Tasks and exercises »
a - In the news report about the baby born in the Israeli field hospital in Haiti, who suggested naming the boy Israel?
b - Continue the news report about the baby born in the Israeli field hospital in Haiti, starting after its last sentence.

Document segment »
===============

Israel Materials 18 January 2010 14:31 (UTC +04:00)
A Haitian woman whose baby was the first to be born in an Israeli field hospital set up in the capital has decided to name her son after her rescuers.
Haitian mother who gave birth in field hospital names baby Israel

A Haitian woman whose baby was the first to be born in an Israeli field hospital set up in the capital has decided to name her son after her rescuers, DPA reported.

Baby Israel was in good health and being cared for by the doctors and nurses at the mobile hospital, a military spokesman in Tel Aviv confirmed Monday.

The woman, in her mid-20s and eighth month of pregnancy, arrived at the facility at around 3 am Sunday, a day after it opened. She gave birth naturally.

A relative suggested the baby boy be named Israel, according to the spokesman.

The woman's husband is said to be missing and her three other children being cared for by her parents.

===============

Record excerpts »
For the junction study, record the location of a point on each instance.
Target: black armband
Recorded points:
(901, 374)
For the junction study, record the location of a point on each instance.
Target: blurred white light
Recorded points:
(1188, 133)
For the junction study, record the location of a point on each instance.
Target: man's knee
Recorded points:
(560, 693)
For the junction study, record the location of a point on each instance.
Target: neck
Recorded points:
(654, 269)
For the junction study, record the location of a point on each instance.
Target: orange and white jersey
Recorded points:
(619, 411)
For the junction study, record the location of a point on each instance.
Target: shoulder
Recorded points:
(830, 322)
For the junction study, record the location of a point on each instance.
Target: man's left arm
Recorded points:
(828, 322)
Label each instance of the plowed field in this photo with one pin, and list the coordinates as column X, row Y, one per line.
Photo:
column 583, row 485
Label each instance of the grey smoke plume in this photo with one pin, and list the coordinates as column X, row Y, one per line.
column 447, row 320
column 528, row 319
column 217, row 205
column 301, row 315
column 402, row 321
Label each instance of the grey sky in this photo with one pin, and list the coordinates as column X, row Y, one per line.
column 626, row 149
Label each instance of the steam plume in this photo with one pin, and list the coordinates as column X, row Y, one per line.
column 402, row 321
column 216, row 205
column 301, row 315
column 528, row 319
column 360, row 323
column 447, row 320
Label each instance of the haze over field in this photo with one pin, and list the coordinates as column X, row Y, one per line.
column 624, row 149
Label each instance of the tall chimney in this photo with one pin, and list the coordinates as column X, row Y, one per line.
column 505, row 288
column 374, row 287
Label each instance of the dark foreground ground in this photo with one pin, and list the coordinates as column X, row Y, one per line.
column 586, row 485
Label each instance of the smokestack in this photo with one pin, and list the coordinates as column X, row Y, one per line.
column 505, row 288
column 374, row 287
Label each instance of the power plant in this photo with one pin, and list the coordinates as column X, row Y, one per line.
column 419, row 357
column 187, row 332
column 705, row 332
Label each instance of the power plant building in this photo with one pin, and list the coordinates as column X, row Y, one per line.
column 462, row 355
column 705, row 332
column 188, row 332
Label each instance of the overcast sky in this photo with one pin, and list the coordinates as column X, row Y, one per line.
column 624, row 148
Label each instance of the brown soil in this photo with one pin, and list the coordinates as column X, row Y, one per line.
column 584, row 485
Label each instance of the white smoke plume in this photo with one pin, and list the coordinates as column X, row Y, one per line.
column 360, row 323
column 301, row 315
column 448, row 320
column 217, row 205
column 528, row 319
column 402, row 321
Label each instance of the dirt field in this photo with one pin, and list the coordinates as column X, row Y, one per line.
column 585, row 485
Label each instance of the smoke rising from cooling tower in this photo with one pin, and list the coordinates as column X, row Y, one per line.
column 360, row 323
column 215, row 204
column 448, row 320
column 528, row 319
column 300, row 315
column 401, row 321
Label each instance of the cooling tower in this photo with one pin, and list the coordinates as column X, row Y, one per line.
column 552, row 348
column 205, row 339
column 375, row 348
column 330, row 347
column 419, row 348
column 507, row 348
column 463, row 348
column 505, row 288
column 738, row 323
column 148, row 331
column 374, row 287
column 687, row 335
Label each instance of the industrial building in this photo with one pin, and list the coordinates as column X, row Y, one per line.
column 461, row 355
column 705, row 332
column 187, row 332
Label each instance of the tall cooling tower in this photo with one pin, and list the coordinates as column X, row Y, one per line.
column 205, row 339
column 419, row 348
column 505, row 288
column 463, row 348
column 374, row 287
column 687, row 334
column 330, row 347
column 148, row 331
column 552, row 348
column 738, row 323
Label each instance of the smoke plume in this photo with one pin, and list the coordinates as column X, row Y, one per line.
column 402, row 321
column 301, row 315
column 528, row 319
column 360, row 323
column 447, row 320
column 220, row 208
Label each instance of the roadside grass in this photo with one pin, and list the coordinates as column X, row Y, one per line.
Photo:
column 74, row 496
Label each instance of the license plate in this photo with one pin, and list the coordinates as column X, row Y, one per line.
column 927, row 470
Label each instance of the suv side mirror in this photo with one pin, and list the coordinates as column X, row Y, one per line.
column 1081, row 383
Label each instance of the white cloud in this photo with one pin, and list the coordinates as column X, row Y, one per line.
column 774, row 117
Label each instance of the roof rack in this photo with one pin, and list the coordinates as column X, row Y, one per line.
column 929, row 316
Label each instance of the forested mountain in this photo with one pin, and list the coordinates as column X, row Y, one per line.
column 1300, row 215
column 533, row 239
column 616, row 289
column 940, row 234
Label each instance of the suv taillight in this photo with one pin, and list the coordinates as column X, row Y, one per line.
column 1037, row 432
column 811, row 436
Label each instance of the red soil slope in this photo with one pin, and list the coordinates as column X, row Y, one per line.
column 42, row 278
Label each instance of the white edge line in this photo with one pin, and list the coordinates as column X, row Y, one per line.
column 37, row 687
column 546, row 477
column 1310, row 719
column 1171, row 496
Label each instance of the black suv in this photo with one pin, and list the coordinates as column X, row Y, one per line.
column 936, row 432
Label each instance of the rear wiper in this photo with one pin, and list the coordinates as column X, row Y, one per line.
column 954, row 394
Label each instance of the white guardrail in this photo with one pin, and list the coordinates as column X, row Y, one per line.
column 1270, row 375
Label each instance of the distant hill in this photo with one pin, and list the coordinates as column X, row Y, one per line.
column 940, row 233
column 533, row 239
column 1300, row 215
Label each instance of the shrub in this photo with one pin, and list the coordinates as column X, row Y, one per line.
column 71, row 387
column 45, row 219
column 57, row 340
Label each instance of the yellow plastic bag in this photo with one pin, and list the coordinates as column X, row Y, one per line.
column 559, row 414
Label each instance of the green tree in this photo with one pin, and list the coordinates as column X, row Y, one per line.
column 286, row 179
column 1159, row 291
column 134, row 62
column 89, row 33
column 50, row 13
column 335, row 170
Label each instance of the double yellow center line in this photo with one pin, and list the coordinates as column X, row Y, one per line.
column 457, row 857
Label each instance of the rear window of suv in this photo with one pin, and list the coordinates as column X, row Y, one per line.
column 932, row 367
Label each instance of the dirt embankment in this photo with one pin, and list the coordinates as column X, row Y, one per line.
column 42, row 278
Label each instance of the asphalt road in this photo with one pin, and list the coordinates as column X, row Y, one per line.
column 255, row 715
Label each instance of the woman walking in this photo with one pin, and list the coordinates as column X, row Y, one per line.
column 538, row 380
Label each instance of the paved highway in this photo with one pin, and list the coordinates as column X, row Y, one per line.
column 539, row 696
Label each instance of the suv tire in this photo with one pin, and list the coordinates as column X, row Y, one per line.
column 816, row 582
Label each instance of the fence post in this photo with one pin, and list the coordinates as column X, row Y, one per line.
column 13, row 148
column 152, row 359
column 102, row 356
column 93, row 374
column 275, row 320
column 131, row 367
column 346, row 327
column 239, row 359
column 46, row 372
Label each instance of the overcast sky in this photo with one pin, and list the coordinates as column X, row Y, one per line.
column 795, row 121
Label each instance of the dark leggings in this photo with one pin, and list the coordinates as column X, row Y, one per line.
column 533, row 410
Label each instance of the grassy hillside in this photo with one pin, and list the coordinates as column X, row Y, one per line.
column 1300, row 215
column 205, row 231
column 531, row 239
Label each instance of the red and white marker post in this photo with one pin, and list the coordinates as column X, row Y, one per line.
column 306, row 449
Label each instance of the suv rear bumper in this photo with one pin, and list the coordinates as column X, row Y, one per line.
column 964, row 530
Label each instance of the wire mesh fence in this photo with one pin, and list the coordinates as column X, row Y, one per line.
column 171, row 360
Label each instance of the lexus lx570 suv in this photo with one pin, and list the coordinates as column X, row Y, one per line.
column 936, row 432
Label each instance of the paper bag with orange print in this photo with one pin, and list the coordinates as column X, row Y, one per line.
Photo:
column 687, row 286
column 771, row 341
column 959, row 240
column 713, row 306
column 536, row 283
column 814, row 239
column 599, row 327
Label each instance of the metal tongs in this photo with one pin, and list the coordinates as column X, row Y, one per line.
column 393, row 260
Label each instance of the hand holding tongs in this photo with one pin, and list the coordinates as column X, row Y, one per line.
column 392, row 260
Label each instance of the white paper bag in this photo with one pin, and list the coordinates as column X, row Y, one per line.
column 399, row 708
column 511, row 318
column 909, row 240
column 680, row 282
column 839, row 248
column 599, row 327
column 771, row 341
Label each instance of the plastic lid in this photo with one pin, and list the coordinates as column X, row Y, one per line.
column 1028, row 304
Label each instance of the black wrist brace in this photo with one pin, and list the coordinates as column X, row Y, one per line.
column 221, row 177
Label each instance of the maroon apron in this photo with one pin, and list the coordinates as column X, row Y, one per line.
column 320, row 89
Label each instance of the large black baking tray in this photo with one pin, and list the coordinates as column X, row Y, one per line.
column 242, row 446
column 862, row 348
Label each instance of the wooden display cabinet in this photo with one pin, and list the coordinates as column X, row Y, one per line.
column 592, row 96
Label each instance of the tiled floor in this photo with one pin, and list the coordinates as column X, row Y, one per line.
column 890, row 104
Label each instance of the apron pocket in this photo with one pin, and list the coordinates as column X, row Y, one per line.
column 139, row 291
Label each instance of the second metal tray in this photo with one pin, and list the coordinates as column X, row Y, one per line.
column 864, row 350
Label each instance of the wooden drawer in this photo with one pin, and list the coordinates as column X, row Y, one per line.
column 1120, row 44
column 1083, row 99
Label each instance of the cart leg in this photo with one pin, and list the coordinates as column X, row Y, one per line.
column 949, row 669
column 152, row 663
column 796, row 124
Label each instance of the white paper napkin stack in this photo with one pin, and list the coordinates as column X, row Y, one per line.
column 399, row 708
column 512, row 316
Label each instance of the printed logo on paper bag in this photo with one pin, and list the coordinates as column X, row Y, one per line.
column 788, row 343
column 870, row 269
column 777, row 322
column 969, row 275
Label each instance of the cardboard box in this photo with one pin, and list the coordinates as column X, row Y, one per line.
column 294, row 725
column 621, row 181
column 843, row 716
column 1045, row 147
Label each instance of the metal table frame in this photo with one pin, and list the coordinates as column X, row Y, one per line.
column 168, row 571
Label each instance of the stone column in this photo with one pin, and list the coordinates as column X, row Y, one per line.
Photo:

===============

Answer set »
a - A relative suggested the name.

b -
The 220-member delegation of the Israel Defence Forces (IDF) Medical Corps, which includes 40 doctors and 25 nurses, arrived in Haiti on Saturday.

The hospital, with a capacity to treat up to 500 patients a day, was set up on a football field in Port-au-Prince within eight hours on the same day. It consists of a radiology department, an intensive care unit, an emergency room, two operating rooms and a pharmacy.

So far, it has treated more than 270, most of whom suffered from limb injuries and bone fractures, according to the IDF.

The Israeli team on Saturday freed a Haitian government worker who had been trapped for over 90 hours in the destroyed customs office in Port-au-Prince.

Israeli rescuers also helped to recover eight students from the collapsed, eight-storey university building in the city.

The rescuers included a six-member team of the Zaka International Rescue Unit, an Israeli non-governmental organization of Jewish religious volunteers experienced in collecting body parts after suicide bombings.

The team's head, Mati Goldstein, in an email to Zaka's Jerusalem headquarters, described the situation on the ground as "hell."

"Everywhere, the acrid smell of bodies hangs in the air ... thousands of bodies everywhere. You have to understand that the situation is true madness, and the more time passes, there are more and more bodies, in numbers that cannot be grasped. It is beyond comprehension."